BRIEF — Starting at the line that contains "Practice. Locate the large", quote each line exactly through the last line of the entries, both included.

RECORDS FOR THIS TASK —
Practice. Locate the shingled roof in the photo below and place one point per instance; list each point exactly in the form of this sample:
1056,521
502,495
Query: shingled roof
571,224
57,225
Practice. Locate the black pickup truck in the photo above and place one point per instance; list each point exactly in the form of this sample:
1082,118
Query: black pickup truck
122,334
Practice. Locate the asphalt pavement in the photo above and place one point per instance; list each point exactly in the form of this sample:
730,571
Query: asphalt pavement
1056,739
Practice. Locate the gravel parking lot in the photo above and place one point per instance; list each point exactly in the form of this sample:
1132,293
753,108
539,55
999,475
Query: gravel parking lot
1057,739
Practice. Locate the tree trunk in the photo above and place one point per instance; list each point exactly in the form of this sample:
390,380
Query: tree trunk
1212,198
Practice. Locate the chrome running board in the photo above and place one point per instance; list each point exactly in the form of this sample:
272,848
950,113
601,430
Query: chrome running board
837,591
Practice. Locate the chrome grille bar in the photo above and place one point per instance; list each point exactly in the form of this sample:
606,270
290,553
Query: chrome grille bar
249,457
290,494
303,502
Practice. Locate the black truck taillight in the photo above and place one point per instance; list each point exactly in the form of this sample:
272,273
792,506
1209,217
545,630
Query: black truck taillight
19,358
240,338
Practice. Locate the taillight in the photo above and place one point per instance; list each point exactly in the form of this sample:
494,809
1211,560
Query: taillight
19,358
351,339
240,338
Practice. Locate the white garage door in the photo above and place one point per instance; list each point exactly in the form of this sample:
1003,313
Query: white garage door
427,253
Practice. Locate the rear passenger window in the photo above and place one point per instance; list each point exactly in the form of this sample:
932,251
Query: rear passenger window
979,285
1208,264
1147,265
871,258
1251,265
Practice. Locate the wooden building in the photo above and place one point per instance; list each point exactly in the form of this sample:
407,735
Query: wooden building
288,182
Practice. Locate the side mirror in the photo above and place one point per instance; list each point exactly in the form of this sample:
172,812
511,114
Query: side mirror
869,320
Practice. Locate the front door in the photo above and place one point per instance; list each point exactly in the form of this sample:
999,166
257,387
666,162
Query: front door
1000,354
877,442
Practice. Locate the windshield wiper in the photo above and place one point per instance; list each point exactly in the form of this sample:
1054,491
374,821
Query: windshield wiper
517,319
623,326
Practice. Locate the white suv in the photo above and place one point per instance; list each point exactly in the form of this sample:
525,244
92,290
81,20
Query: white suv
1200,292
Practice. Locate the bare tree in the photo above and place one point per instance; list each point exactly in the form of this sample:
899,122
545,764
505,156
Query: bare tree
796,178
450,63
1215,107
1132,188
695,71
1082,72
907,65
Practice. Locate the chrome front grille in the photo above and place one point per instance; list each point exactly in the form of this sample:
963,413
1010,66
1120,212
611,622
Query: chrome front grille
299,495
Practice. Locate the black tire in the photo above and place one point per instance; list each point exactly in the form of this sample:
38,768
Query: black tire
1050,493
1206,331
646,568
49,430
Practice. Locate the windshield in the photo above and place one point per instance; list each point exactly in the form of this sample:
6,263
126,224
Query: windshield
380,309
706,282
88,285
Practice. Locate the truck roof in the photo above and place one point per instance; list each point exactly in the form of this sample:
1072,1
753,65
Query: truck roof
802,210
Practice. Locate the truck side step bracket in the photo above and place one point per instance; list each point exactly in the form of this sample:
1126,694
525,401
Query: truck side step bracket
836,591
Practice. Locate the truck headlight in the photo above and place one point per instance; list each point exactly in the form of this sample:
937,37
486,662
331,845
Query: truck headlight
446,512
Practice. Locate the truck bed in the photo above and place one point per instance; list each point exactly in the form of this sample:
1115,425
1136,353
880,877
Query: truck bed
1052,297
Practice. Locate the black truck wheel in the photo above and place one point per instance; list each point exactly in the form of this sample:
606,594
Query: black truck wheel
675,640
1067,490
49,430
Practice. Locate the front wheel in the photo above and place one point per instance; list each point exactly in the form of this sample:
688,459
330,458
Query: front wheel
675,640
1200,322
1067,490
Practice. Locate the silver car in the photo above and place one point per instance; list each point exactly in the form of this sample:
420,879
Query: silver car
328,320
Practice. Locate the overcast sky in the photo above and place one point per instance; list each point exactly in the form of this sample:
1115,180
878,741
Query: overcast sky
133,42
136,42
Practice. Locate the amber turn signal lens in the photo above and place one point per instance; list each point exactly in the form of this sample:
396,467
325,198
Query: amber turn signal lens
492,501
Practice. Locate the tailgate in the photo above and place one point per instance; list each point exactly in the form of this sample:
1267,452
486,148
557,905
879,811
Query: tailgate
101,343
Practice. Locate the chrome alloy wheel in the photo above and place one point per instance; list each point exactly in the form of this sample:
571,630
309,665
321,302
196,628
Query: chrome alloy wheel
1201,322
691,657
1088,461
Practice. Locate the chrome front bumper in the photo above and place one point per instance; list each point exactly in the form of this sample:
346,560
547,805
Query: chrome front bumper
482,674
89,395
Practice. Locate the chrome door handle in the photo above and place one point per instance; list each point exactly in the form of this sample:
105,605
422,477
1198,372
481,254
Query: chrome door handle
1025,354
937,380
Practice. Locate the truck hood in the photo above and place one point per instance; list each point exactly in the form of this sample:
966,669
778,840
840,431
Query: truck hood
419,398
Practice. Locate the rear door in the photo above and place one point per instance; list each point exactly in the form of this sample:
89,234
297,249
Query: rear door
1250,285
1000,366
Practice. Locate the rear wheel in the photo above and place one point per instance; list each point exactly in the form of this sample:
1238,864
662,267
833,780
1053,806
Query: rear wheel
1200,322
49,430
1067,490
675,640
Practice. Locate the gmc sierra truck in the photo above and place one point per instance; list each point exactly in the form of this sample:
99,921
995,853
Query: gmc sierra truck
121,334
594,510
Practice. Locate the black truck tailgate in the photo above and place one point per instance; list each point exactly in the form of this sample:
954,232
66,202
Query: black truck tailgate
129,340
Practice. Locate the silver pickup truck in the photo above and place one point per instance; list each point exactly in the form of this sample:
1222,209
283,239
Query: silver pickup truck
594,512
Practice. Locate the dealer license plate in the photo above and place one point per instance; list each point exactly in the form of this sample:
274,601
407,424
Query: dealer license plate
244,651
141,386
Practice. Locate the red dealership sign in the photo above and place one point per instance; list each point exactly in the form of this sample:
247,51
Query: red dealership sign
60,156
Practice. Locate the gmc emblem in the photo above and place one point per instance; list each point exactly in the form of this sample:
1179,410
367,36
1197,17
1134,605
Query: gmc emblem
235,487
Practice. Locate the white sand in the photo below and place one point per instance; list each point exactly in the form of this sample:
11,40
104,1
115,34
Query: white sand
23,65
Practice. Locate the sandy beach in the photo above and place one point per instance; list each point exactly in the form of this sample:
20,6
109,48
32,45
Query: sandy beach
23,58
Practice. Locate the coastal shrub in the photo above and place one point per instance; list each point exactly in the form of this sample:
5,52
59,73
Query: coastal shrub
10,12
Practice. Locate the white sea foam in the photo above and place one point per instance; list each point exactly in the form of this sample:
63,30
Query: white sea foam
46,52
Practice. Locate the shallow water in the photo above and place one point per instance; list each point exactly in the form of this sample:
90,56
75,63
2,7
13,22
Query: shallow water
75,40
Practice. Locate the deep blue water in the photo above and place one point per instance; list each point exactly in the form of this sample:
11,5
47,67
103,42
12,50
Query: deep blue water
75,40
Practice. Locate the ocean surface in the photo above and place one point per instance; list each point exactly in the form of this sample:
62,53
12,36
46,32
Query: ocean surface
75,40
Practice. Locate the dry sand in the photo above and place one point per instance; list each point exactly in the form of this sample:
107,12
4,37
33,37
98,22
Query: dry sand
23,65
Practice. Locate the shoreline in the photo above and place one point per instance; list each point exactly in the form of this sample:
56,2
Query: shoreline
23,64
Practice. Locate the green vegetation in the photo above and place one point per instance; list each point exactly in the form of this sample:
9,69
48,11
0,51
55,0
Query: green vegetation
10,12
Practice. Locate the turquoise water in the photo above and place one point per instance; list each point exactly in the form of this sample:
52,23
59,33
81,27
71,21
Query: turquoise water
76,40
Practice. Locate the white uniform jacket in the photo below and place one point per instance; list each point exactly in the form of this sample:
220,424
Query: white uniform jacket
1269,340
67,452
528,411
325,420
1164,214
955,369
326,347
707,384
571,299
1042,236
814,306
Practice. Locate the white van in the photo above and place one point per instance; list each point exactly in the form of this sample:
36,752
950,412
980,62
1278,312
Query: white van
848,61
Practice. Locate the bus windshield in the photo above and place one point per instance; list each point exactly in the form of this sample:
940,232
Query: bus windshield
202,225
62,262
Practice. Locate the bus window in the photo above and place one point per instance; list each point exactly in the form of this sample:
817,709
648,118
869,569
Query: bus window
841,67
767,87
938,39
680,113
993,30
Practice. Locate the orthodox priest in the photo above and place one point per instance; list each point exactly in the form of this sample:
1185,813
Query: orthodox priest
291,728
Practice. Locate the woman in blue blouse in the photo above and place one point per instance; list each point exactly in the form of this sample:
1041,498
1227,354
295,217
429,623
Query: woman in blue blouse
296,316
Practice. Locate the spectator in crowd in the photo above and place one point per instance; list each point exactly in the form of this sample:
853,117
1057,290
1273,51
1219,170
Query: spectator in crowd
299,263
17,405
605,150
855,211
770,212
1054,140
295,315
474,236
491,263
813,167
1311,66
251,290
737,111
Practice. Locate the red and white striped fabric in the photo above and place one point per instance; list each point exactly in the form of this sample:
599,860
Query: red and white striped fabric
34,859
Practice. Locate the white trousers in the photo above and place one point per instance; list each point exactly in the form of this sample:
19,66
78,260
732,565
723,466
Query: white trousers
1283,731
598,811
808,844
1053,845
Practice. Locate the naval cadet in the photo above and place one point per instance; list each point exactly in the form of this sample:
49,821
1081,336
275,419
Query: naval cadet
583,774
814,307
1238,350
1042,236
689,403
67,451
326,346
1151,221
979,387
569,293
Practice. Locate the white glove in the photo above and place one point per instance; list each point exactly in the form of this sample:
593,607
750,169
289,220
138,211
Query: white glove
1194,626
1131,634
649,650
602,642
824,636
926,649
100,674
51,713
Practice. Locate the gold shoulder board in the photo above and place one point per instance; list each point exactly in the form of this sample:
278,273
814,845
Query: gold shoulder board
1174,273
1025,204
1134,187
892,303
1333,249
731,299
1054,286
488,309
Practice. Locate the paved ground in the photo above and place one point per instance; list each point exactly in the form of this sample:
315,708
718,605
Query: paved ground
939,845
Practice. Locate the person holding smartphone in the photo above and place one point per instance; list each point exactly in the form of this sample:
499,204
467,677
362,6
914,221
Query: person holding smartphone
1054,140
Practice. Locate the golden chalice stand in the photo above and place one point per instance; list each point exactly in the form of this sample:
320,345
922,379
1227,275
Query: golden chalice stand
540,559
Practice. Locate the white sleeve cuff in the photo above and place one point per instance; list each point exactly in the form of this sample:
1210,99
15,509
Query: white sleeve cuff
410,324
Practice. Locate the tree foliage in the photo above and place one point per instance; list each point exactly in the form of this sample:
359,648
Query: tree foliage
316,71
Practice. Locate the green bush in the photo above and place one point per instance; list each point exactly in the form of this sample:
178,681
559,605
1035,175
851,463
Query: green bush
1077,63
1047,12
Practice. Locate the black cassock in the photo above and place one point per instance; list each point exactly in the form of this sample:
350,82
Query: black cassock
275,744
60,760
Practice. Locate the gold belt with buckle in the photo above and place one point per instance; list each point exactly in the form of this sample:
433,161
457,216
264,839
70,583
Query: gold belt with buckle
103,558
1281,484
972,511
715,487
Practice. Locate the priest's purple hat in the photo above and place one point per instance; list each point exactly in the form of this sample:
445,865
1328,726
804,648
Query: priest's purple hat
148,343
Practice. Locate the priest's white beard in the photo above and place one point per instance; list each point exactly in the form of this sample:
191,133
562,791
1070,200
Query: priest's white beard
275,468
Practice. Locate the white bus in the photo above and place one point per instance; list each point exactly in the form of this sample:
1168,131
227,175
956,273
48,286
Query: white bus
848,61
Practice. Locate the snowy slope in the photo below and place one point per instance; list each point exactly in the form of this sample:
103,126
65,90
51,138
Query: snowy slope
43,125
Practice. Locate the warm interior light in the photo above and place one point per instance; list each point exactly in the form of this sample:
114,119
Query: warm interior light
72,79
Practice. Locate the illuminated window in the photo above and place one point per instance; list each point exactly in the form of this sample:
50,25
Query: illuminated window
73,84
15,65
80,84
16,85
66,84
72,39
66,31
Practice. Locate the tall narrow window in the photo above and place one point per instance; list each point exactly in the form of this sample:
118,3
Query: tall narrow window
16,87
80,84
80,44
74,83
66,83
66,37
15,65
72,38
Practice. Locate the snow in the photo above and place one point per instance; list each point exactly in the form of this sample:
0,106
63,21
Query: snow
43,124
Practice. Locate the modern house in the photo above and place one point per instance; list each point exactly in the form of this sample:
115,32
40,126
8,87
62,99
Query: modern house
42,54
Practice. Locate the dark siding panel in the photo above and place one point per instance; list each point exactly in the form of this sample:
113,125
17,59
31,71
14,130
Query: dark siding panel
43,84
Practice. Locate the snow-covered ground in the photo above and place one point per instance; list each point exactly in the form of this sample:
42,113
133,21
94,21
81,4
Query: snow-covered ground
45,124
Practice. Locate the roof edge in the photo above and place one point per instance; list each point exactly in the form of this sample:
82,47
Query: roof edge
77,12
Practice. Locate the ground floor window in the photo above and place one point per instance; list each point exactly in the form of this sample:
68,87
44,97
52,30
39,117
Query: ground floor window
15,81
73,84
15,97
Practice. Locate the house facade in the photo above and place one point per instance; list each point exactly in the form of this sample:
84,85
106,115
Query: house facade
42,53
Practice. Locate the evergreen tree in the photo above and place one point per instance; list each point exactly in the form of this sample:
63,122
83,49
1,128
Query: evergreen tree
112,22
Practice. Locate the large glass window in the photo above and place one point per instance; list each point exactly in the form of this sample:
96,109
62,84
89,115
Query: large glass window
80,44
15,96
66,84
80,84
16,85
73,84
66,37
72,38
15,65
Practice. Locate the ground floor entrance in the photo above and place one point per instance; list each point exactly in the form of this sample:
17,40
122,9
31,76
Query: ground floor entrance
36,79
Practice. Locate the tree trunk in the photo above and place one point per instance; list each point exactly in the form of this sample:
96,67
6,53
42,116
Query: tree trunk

THE OUTPUT —
Practice. Locate the large glass window in the photo above and place one point per instance; list each point exactly in the form of this sample:
96,109
62,84
89,115
Query: large glass window
80,44
15,96
66,84
80,84
16,85
73,84
66,37
72,38
15,65
Practice. Locate the ground floor entrance in the photo above and place one point per instance; list each point exactly in the form of this sample:
17,40
122,9
31,76
Query: ground floor entrance
36,79
Practice. Locate the tree trunk in the photo above and place one point per instance; list each point exactly in the form of this sample:
96,67
6,53
42,116
Query: tree trunk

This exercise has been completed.